* [What you are asked to do]: Present every line of the records below as a Markdown table with the columns "Row" and "Text," numbering the rows in order and omitting any blank lines.
++++++++++++++++++++
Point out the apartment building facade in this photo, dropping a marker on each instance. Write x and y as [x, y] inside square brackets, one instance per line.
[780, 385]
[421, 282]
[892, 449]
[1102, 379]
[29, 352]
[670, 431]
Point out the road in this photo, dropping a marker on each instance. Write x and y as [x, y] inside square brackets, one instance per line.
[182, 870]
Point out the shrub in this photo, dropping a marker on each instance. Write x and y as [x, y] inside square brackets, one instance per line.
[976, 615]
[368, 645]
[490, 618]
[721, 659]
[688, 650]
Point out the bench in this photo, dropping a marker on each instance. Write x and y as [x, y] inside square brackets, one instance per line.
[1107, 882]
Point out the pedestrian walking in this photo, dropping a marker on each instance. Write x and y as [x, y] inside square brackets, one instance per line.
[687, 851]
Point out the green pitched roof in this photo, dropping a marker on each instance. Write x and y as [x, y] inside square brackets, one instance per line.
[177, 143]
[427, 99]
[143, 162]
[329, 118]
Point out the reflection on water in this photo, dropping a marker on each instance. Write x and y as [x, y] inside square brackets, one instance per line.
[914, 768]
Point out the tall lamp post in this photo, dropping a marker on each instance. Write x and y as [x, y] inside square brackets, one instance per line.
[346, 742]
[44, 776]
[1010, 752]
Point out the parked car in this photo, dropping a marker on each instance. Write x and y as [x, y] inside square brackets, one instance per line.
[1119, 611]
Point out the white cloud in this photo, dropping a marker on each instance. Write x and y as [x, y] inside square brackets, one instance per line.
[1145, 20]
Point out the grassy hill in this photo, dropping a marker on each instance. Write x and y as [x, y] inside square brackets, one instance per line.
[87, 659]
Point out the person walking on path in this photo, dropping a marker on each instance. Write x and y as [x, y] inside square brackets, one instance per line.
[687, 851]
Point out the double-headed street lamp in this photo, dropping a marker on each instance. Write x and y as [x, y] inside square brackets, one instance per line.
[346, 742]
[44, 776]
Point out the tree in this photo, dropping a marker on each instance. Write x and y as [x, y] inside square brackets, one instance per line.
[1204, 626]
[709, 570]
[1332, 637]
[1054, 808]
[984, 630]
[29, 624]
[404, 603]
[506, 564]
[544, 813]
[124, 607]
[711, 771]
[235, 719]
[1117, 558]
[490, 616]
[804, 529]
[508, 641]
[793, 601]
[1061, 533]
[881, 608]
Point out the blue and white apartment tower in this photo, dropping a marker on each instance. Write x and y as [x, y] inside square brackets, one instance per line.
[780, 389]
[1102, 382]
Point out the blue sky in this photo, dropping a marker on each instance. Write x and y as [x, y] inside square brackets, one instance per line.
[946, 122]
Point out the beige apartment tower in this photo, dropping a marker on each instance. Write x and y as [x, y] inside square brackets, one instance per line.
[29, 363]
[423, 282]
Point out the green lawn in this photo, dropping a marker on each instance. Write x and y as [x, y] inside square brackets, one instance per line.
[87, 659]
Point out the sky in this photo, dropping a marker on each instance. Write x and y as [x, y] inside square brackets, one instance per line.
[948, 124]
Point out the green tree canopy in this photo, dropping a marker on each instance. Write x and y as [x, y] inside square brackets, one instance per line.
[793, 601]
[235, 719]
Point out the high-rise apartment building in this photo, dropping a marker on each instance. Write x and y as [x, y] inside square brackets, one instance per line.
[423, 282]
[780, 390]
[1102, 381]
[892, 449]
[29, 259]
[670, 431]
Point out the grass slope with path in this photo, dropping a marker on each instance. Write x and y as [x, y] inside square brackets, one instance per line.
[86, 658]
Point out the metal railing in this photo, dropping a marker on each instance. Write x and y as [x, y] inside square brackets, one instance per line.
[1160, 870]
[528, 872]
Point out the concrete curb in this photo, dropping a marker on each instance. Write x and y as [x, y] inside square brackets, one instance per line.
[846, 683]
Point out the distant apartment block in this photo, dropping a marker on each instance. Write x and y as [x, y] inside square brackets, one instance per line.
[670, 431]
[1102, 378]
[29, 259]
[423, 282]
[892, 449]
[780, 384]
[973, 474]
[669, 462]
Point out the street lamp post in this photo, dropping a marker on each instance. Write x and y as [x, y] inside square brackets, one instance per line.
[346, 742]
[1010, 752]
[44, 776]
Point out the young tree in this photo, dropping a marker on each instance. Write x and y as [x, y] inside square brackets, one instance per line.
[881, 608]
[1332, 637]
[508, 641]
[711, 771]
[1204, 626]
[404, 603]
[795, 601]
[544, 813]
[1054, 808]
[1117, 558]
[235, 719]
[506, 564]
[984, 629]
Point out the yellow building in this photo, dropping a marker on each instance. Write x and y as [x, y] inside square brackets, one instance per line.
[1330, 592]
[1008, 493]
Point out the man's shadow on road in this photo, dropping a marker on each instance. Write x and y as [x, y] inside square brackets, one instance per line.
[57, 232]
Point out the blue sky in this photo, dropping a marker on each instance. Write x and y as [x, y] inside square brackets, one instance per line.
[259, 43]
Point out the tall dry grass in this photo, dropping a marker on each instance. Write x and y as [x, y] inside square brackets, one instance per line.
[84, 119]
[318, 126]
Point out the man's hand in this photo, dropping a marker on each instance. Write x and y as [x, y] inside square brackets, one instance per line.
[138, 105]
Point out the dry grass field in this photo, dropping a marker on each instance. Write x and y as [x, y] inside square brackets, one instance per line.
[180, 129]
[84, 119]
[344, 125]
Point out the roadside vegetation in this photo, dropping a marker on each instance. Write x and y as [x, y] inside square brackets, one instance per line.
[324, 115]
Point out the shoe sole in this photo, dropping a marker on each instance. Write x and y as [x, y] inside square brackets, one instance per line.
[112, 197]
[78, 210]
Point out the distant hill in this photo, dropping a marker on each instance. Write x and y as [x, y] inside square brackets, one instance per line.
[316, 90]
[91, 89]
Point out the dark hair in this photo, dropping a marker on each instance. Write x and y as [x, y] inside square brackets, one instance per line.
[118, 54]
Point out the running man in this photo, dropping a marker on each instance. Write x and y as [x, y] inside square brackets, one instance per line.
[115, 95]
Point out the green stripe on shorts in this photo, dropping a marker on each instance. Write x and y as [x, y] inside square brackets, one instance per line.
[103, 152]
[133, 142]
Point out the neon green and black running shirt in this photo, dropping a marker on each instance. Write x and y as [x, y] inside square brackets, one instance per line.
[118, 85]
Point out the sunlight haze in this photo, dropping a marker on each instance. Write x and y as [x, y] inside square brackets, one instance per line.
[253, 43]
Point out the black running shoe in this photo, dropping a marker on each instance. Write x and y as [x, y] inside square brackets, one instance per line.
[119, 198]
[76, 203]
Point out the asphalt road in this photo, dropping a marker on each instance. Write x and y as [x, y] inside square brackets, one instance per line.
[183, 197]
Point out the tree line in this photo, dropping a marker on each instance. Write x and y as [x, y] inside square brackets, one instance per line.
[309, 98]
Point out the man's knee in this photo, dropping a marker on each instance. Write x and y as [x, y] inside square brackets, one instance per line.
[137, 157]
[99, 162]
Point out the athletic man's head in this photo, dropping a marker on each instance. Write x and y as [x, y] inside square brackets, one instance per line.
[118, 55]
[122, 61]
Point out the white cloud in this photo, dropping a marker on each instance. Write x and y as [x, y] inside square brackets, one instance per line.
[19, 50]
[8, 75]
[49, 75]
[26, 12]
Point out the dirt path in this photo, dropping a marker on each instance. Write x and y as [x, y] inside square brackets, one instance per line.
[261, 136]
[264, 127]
++++++++++++++++++++
* [Result for this task]:
| Row | Text |
|---|---|
| 1 | Point out the apartment building facade in this photo, dropping a marker on each instance. Write x and y as [x, y] inside square brackets, one instance per line. |
| 2 | [780, 385] |
| 3 | [421, 282] |
| 4 | [892, 449] |
| 5 | [1102, 379] |
| 6 | [29, 352] |
| 7 | [670, 431] |
| 8 | Point out the road in this photo, dropping a marker on each instance. Write x and y as [x, y] inside square brackets, one instance per line. |
| 9 | [182, 870] |
| 10 | Point out the shrub in this photo, dropping a marker on each instance. Write x and y as [x, y] inside square brackets, one instance per line. |
| 11 | [976, 615] |
| 12 | [368, 645] |
| 13 | [490, 618] |
| 14 | [721, 659] |
| 15 | [688, 650] |
| 16 | Point out the bench in this photo, dropping a marker on each instance. Write x and y as [x, y] inside square brackets, one instance per line. |
| 17 | [1107, 882] |
| 18 | Point out the pedestrian walking in this photo, dropping a marker on each instance. Write x and y as [x, y] inside square brackets, one instance per line. |
| 19 | [687, 851] |
| 20 | Point out the green pitched roof in this photo, dropping a marker on each instance. Write x and y as [x, y] inside square brackets, one instance per line. |
| 21 | [177, 143] |
| 22 | [427, 99] |
| 23 | [143, 162] |
| 24 | [329, 118] |
| 25 | Point out the reflection on water in this photo, dropping a marker on each instance. Write x and y as [x, y] inside square brackets, one instance per line. |
| 26 | [914, 768] |
| 27 | Point out the tall lamp post in this photo, dropping a marker on each instance. Write x and y as [x, y] inside square brackets, one instance per line. |
| 28 | [346, 742] |
| 29 | [44, 776] |
| 30 | [1010, 752] |
| 31 | Point out the parked car in this photo, dropping a marker on each instance. Write x and y as [x, y] inside square brackets, one instance per line. |
| 32 | [1119, 611] |
| 33 | Point out the white cloud in this photo, dropping a marker on each instance. Write x and y as [x, y] inside square brackets, one instance per line. |
| 34 | [1145, 20] |
| 35 | Point out the grassy hill in this photo, dropping a marker on each instance. Write x and y as [x, y] inside square brackets, one instance per line. |
| 36 | [87, 659] |
| 37 | Point out the person walking on path in this photo, dropping a marker on each instance. Write x and y as [x, y] inside square brackets, one instance per line. |
| 38 | [687, 851] |
| 39 | Point out the double-headed street lamp in this photo, dropping a marker on each instance. Write x and y as [x, y] inside square brackets, one instance per line. |
| 40 | [346, 742] |
| 41 | [44, 776] |
| 42 | Point out the tree in this photo, dropping a marker on each instance. Write x and y as [x, y] inside square brackets, one instance per line. |
| 43 | [1204, 626] |
| 44 | [709, 570] |
| 45 | [1332, 637] |
| 46 | [1054, 808] |
| 47 | [984, 630] |
| 48 | [29, 624] |
| 49 | [404, 603] |
| 50 | [506, 564] |
| 51 | [544, 813] |
| 52 | [124, 607] |
| 53 | [711, 771] |
| 54 | [235, 719] |
| 55 | [1117, 558] |
| 56 | [490, 616] |
| 57 | [804, 529] |
| 58 | [508, 641] |
| 59 | [793, 601] |
| 60 | [1061, 533] |
| 61 | [881, 608] |
| 62 | Point out the blue and white apartment tower in this photo, dropping a marker on each instance. Write x and y as [x, y] inside square brackets, one instance per line. |
| 63 | [780, 389] |
| 64 | [1102, 382] |
| 65 | Point out the blue sky in this photo, dropping a marker on each instance. Write x and y as [x, y] inside square brackets, one instance per line. |
| 66 | [946, 122] |
| 67 | Point out the beige apartment tower in this photo, dropping a marker on each instance. Write x and y as [x, y] inside square brackets, one instance per line. |
| 68 | [29, 363] |
| 69 | [423, 282] |
| 70 | Point out the green lawn in this photo, dropping a marker on each instance. Write x and y as [x, y] inside square brackets, one instance per line. |
| 71 | [87, 659] |
| 72 | Point out the sky in this photo, dropping a marker on each instance. Write x and y as [x, y] inside square brackets, one instance per line. |
| 73 | [948, 124] |
| 74 | Point out the green tree canopy in this photo, dropping a marker on each instance. Write x and y as [x, y] inside square brackets, one instance per line. |
| 75 | [793, 601] |
| 76 | [235, 719] |
| 77 | Point out the high-rise apartment building in this photo, dropping a marker on each instance. Write x and y as [x, y] inside square brackets, one instance per line. |
| 78 | [423, 282] |
| 79 | [780, 390] |
| 80 | [1102, 381] |
| 81 | [892, 449] |
| 82 | [29, 259] |
| 83 | [670, 431] |
| 84 | Point out the grass slope with path in this photo, dropping a marker on each instance. Write x and y as [x, y] inside square brackets, one instance per line. |
| 85 | [86, 658] |
| 86 | Point out the metal railing in this photo, dropping a marker on each instance. Write x and y as [x, y] inside square brackets, one instance per line. |
| 87 | [1160, 870] |
| 88 | [528, 872] |
| 89 | Point out the concrete curb in this photo, dropping a marker on each instance. Write x and y as [x, y] inside square brackets, one instance per line. |
| 90 | [846, 683] |
| 91 | Point out the distant apartment block in this photo, dropping a marker on each instance. Write x and y as [x, y] inside square brackets, one instance per line. |
| 92 | [670, 431] |
| 93 | [1102, 378] |
| 94 | [29, 259] |
| 95 | [423, 282] |
| 96 | [892, 449] |
| 97 | [780, 384] |
| 98 | [973, 474] |
| 99 | [669, 462] |
| 100 | Point out the street lamp post in this photo, dropping a marker on each instance. Write x and y as [x, y] inside square brackets, one instance per line. |
| 101 | [346, 742] |
| 102 | [1010, 752] |
| 103 | [44, 776] |
| 104 | Point out the young tree in this photo, dropping a marker on each instance. Write x and y as [x, y] inside square brackets, one instance per line. |
| 105 | [881, 608] |
| 106 | [1332, 637] |
| 107 | [508, 641] |
| 108 | [711, 771] |
| 109 | [1204, 626] |
| 110 | [404, 603] |
| 111 | [795, 601] |
| 112 | [544, 813] |
| 113 | [1054, 808] |
| 114 | [1117, 558] |
| 115 | [235, 719] |
| 116 | [506, 564] |
| 117 | [984, 629] |
| 118 | Point out the yellow building in this photo, dropping a marker on each instance. Write x and y as [x, y] inside square brackets, one instance per line. |
| 119 | [1330, 592] |
| 120 | [1008, 493] |
| 121 | Point out the man's shadow on road in this photo, dropping a marker on each instance. Write x and y as [x, y] inside square brackets, one instance per line. |
| 122 | [57, 232] |
| 123 | Point out the blue sky in this photo, dropping a marker on each instance. Write x and y as [x, y] inside square brackets, one instance per line. |
| 124 | [259, 43] |
| 125 | Point out the tall dry grass in this photo, dropping a marker on each instance. Write x and y as [x, y] inside square brackets, one instance per line. |
| 126 | [84, 119] |
| 127 | [318, 126] |
| 128 | Point out the man's hand in this photo, dropping a marker on each instance. Write x and y as [x, y] inside square brackets, one instance per line. |
| 129 | [138, 105] |
| 130 | Point out the dry grass field in this photo, dropping a marker on each instance. Write x and y as [x, y] inside square brackets, one instance per line. |
| 131 | [180, 129] |
| 132 | [84, 119] |
| 133 | [344, 125] |
| 134 | Point out the roadside vegetation in this photo, dropping a marker on each instance. Write x and y as [x, y] inside square brackets, one instance per line. |
| 135 | [324, 115] |
| 136 | Point out the shoe sole in this photo, dropping a marker on each instance. Write x and y as [x, y] inside square brackets, one instance per line. |
| 137 | [112, 197] |
| 138 | [78, 210] |
| 139 | Point out the distant hill in this photo, dropping a marker on each instance. Write x and y as [x, y] inside square brackets, one instance per line. |
| 140 | [316, 90] |
| 141 | [91, 89] |
| 142 | Point out the dark hair in this photo, dropping a marker on each instance. Write x and y as [x, y] inside square brackets, one instance per line. |
| 143 | [118, 54] |
| 144 | Point out the running man in this photo, dropping a marker on each instance. Write x and y as [x, y] inside square brackets, one instance per line. |
| 145 | [115, 95] |
| 146 | Point out the green stripe on shorts in this photo, dropping a marker on each instance. Write x and y as [x, y] inside square brackets, one instance per line. |
| 147 | [103, 152] |
| 148 | [133, 142] |
| 149 | Point out the neon green and black running shirt in this photo, dropping a marker on each instance. Write x and y as [x, y] inside square brackets, one instance per line. |
| 150 | [118, 85] |
| 151 | Point out the sunlight haze in this photo, dropping a marker on each instance. Write x and y as [x, y] inside square brackets, one instance per line. |
| 152 | [253, 43] |
| 153 | Point out the black running shoe in this photo, dropping a marker on each instance. Write x and y as [x, y] inside square brackets, one instance per line. |
| 154 | [119, 198] |
| 155 | [76, 203] |
| 156 | Point out the asphalt road in this photo, dropping a marker on each instance. Write x and y as [x, y] inside square brackets, one instance per line. |
| 157 | [183, 197] |
| 158 | Point out the tree line in this photo, dropping a marker on each instance. Write x and y as [x, y] inside square brackets, one instance per line. |
| 159 | [309, 98] |
| 160 | Point out the man's knee in this photo, dropping a marker on each instance. Write x and y as [x, y] inside square brackets, one instance per line. |
| 161 | [137, 157] |
| 162 | [99, 162] |
| 163 | Point out the athletic man's head in this photo, dropping a marker on each instance. Write x and y as [x, y] inside square brackets, one instance per line. |
| 164 | [118, 55] |
| 165 | [122, 61] |
| 166 | Point out the white cloud in this photo, dropping a marker on each instance. Write x and y as [x, y] inside square brackets, one instance per line. |
| 167 | [19, 50] |
| 168 | [8, 75] |
| 169 | [49, 75] |
| 170 | [26, 12] |
| 171 | Point out the dirt path in this photo, dropping a marker on each instance. Write x and y as [x, y] inside square brackets, one instance per line. |
| 172 | [261, 136] |
| 173 | [264, 127] |